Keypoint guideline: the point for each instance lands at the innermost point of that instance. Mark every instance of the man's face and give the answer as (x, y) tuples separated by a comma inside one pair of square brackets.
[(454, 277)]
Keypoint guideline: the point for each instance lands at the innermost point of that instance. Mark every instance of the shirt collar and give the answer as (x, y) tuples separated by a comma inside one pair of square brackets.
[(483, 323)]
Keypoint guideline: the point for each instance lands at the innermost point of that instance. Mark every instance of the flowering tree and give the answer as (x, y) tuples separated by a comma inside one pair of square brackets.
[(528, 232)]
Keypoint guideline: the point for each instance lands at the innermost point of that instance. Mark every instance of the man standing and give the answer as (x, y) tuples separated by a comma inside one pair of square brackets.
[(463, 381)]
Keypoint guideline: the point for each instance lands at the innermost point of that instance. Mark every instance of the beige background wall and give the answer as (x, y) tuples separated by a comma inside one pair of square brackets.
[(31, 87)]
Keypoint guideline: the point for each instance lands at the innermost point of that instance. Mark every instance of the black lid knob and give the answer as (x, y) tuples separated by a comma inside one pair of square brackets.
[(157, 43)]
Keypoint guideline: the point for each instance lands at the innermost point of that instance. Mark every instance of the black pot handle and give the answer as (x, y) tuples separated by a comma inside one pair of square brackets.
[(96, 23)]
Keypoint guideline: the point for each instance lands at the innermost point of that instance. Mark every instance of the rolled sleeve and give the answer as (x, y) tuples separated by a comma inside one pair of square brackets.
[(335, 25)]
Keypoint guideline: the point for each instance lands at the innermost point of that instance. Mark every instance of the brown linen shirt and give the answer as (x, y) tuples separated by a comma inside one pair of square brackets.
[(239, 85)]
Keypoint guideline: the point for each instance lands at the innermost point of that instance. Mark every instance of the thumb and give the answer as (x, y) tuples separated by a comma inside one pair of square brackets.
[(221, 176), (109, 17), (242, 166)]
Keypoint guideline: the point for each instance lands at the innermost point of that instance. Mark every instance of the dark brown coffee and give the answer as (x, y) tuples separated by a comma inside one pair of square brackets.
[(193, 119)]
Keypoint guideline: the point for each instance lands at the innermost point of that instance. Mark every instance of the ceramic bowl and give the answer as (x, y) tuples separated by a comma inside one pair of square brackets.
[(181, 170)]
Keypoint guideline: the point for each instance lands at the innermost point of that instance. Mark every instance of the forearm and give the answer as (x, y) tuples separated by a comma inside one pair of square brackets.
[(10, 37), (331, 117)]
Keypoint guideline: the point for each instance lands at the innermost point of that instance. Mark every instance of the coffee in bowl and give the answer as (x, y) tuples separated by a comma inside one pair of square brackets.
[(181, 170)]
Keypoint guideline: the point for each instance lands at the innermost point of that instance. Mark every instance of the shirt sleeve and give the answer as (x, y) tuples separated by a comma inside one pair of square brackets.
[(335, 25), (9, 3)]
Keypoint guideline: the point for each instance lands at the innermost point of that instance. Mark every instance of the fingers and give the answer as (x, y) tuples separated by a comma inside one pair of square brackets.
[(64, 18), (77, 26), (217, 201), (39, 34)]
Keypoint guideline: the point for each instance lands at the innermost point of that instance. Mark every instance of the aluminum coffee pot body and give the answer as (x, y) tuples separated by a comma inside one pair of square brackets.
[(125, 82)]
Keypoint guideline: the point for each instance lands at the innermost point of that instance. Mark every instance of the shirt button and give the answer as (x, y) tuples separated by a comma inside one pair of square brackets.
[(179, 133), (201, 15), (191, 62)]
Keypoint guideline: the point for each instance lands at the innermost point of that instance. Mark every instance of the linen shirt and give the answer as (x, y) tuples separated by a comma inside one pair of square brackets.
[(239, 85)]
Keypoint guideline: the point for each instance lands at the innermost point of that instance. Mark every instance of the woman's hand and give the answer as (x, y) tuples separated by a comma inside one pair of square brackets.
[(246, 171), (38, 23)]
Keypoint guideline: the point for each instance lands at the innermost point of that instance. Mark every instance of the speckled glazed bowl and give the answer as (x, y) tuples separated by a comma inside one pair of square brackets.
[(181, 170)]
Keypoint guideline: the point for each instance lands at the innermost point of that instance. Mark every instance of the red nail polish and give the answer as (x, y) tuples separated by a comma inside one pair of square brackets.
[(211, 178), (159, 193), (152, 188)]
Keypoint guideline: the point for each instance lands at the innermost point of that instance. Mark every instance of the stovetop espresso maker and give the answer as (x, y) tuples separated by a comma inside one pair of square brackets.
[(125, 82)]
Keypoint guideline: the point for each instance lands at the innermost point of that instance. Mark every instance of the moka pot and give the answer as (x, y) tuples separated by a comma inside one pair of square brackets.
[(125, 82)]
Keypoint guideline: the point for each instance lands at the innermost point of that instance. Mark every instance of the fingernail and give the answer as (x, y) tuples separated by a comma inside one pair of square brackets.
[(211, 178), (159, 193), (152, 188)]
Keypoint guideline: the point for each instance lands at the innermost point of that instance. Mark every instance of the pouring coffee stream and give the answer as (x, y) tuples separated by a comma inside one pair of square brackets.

—————

WHAT IS EXPECTED –
Exactly as they appear, restate all of the entries.

EXERCISE OUTPUT –
Keypoint guideline: the point for each instance lands at the innermost point of that instance. Mark every instance of the man's face and give the answer as (x, y) tuples separated by a comma inside one pair of square brackets.
[(454, 277)]
Keypoint guideline: the point for each instance lands at the innermost point of that instance. Mark every instance of the shirt collar and give the answer as (x, y) tuples separated by a comma inside one pair of square brackets.
[(483, 323)]
Keypoint guideline: the point for each instance lands at the innermost point of that instance. Mark every instance of the flowering tree and give the answer as (x, y) tuples separated by a comma inside one pair of square brackets.
[(528, 232)]
Keypoint guideline: the point for each instance lands at the innermost point of that instance. Mark every instance of the man standing and give the answer as (x, y) tuples separated by a comma inside one pair of square brackets.
[(463, 381)]
Keypoint guideline: the point for each instance lands at the innermost point of that instance. Mark every instance of the beige background wall and give the answer as (x, y) tuples separated by a comma inside one pair of square brackets.
[(31, 87)]
Keypoint guideline: the point for each instance lands at the innermost point of that instance. Mark every instance of the black lid knob and give the answer as (x, y) tuples separated by a comma inside one pair of square brackets.
[(157, 43)]
Keypoint guideline: the point for each instance lands at the innermost point of that instance. Mark every instance of the black pot handle and give the answer as (x, y) tuples separated by a comma inside one pair of square brackets.
[(96, 23)]
Keypoint guideline: the point for each instance lands at the innermost point of that instance. Mark every instance of the rolled sleeve and give the answer as (x, y) tuples separated by a comma inside one pair of square brackets.
[(335, 25)]
Keypoint guideline: the point for each instance lands at the innermost point of that instance. Mark every instance of the brown linen shirt and give the answer as (x, y) tuples separated by a comma inside one pair of square brackets.
[(239, 85)]
Keypoint guideline: the point for each instance lands at the innermost point of that instance. Mark every instance of the thumb and give the answer as (x, y) tuples separated by a comma inside one pair of square brackets.
[(221, 176), (109, 17), (242, 166)]
Keypoint guideline: the point for each instance lands at the innermost point of that instance. Mark every instance of the dark brown coffee and give the answer as (x, y) tuples separated by a comma inside one pair of square brackets.
[(193, 119)]
Keypoint guideline: the point for each instance lands at the innermost point of that instance. Mark every instance of the ceramic bowl and give the answer as (x, y) tuples separated by a comma inside one pair of square brackets.
[(181, 170)]
Keypoint guideline: the point for each instance lands at the innermost point of that instance. Mark every instance of the forearm and give the answer as (x, y) tuples separated by a comma inside one pair of square brackets.
[(10, 37), (331, 117)]
Keypoint guideline: the point for each instance lands at the innermost point of that instance. Mark every instance of the coffee in bowl and give the answer as (x, y) tuples separated by a comma inside one pair of square brackets.
[(181, 170)]
Keypoint guideline: the point for each instance lands at the innermost point of that instance. Mark every instance of the shirt sleeve and give the answer as (x, y) tuples separated by a comma inside one pair of square brackets.
[(335, 25), (9, 3)]
Keypoint guideline: the point for each instance lands at the innermost point of that instance. Mark every instance of the fingers and give the answer as (x, y) tuples separated by a comma inside one pair of square brackets.
[(64, 18), (77, 26), (217, 201), (39, 34)]
Keypoint guideline: the point for each instance lands at the innermost point of that instance. Mark every instance of the aluminum coffee pot body and give the answer as (x, y) tuples separated by a comma inside one pair of square brackets.
[(125, 82)]
Keypoint guideline: the point for each instance lands at the innermost point of that instance. Mark every instance of the shirt button and give the answer as (x, y) tuples separated by a comma inside one pair of square brackets.
[(179, 133), (201, 15), (191, 62)]
Keypoint guideline: the point for each instance lands at the innermost point of that instance. Mark every instance of the linen shirt and give the answer as (x, y) tuples separated by a comma inside one pair of square brackets.
[(239, 85)]
Keypoint guideline: the point for each instance lands at the innermost point of that instance. Mark every instance of the woman's hand and give the answer as (x, y) tuples separated by a comma inside one pair of square brackets.
[(246, 171), (38, 23)]
Keypoint guideline: the point for each instance lands at the innermost point of that instance. Mark every instance of the speckled glazed bowl and give the answer as (x, y) tuples separated by a comma inside one pair of square brackets.
[(181, 170)]
Keypoint guideline: the point for each instance lands at the innermost point of that instance. Mark every instance of the red nail polish and give the answer as (x, y) tuples separated by a comma inside one pair of square brackets.
[(211, 178), (159, 193), (152, 188)]
Keypoint guideline: the point for each instance lands at the innermost point of that instance. Mark every instance of the stovetop espresso maker and give the answer as (x, y) tuples separated by a comma inside one pair of square brackets.
[(125, 82)]
Keypoint guideline: the point for each instance lands at the innermost point of that instance. Mark every instance of the moka pot and give the answer as (x, y) tuples separated by a comma inside one pair of square brackets.
[(125, 82)]
Keypoint guideline: the point for each instance lands at the innermost point of that instance. Mark every instance of the fingernail and give the answer as (x, y) tuples separated by a comma inside one pair of square brackets.
[(211, 178), (159, 193), (152, 188)]
Keypoint guideline: the point for each instance lands at the innermost point of that instance. Mark every instance of the pouring coffee stream and give the answer as (x, y) tuples separated by a comma inside one pair of square brackets.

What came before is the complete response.